┌─ Pagina

Ogni appassionato di cinema conoscerà (si spera) la carriera del maestro Pupi Avati. Una carriera variegata e prolifica che ha toccato un ampio spettro di generi. A partire, in tutti i sensi, dall’horror di marca profondamente gotica. Da Balsamus a Zeder passando per il cult La Casa Dalle Finestre Che Ridono. Ma anche drammi come Il Papà Di Giovanna o commedie come Gli Amici del Bar Margherita. Fino ad arrivare agli ottanta anni compiuti ed Il Signor Diavolo nella filmografia. Un giro lungo più di cinquant’anni che riporta il regista bolognese a parlare del maligno per eccellenza. La cornice è sempre la stessa, la Pianura Padana dove, come ci dice il regista, “il tempo sembra essersi fermato“. Zone rurali dove tutto è rimasto com’era, senza alcun balzo in avanti.
Siamo nel 1952, c’è una culla con una bambina. Si apre una porta ed un ragazzo deforme entra nella stanza per divorare la neonata. Gocciola il sangue sui titoli di testa di un film che fa già capire a cosa andremo incontro. L’Italia è quella del post secondo conflitto mondiale, ci sono le elezioni e nessuno vuole perdere. Men che meno la Democrazia Cristiana che rischia di vedersi soffiare un bacino di voti notevole. Il Ministero decide di mandare l’ispettore Momentè (Gabriele Lo Giudice) ad indagare su un caso particolare: un omicidio causato dalla superstizione, a detta della madre della vittima. Apparentemente aizzato da un prelato ed una suora, Carlo (Filippo Franchini) avrebbe ucciso Emilio (Lorenzo Salvatori), convito che fosse il diavolo. Anzi, il Signor Diavolo, giacché il male va sempre trattato con rispetto.
Il film si apre con un lungo interrogatorio subìto da Carlo, che ci racconta i fatti accaduti con annesse motivazioni. Lunghi flashback che si uniscono alla lettura delle carte durante l’infinito viaggio in treno di Momentè. Con questo espediente, Avati riesce ad ordinare perfettamente l’intreccio fino a far unire i due tempi nel presente filmico. Iniziano così le indagini, fatti di tentativi ed omertà. Ed una serie di eventi a dir poco sconvolgenti che metteranno a dura prova ogni forma di razionalità. Perché il male si annida ovunque, anche dove nessuno si aspetta. Soprattutto dove il tempo sembra essersi fermato.

└─

* Consegna 1
Trascrivi senza modifiche le righe dell'elenco comprese tra quella che contiene "small green plant?" e quella che contiene "Please mark the region of the small", entrambe incluse.
La recensione e l'elenco non hanno alcun legame tra loro.

┌─ Voci elencate

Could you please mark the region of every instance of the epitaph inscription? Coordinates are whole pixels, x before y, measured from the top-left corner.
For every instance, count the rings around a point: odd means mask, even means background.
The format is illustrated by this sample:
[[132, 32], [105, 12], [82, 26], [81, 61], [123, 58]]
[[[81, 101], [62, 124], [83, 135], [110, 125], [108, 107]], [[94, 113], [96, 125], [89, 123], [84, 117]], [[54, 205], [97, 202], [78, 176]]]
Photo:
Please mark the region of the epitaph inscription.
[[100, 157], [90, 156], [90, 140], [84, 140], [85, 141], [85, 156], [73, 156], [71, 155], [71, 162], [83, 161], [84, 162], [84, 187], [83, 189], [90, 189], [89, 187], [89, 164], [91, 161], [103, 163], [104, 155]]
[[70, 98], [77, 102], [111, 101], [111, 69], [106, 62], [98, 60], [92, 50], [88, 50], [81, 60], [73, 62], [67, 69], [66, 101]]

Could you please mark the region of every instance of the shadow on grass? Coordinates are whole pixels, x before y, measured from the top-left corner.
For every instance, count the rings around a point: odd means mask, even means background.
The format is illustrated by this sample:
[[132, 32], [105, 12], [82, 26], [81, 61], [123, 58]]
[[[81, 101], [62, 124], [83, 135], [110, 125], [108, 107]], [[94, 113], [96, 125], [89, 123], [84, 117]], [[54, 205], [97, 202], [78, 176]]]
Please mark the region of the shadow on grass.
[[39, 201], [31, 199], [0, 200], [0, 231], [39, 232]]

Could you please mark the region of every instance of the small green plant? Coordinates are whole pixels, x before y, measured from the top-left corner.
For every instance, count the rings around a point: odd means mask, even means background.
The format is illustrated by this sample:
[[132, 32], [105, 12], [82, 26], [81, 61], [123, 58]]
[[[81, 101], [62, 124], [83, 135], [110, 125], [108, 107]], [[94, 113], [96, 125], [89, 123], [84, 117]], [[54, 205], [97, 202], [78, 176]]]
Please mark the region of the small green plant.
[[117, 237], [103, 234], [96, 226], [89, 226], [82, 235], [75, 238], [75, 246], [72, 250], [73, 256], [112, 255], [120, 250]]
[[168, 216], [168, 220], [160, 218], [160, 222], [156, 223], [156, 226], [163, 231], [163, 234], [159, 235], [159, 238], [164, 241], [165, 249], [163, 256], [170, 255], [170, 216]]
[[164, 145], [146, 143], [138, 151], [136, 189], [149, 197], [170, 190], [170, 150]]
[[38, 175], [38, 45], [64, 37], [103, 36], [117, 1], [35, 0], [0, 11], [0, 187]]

└─

* Consegna 2
Riporta fedelmente il passo della recensione compreso tra "Siamo nel 1952, c’è" e "trattato con rispetto.", estremi inclusi.

* Risposta completa 1
Could you please mark the region of every instance of the small green plant? Coordinates are whole pixels, x before y, measured from the top-left corner.
For every instance, count the rings around a point: odd means mask, even means background.
The format is illustrated by this sample:
[[132, 32], [105, 12], [82, 26], [81, 61], [123, 58]]
[[[81, 101], [62, 124], [83, 135], [110, 125], [108, 107]], [[94, 113], [96, 125], [89, 123], [84, 117]], [[54, 205], [97, 202], [78, 176]]]
Please mark the region of the small green plant.

* Risposta completa 2
Siamo nel 1952, c’è una culla con una bambina. Si apre una porta ed un ragazzo deforme entra nella stanza per divorare la neonata. Gocciola il sangue sui titoli di testa di un film che fa già capire a cosa andremo incontro. L’Italia è quella del post secondo conflitto mondiale, ci sono le elezioni e nessuno vuole perdere. Men che meno la Democrazia Cristiana che rischia di vedersi soffiare un bacino di voti notevole. Il Ministero decide di mandare l’ispettore Momentè (Gabriele Lo Giudice) ad indagare su un caso particolare: un omicidio causato dalla superstizione, a detta della madre della vittima. Apparentemente aizzato da un prelato ed una suora, Carlo (Filippo Franchini) avrebbe ucciso Emilio (Lorenzo Salvatori), convito che fosse il diavolo. Anzi, il Signor Diavolo, giacché il male va sempre trattato con rispetto.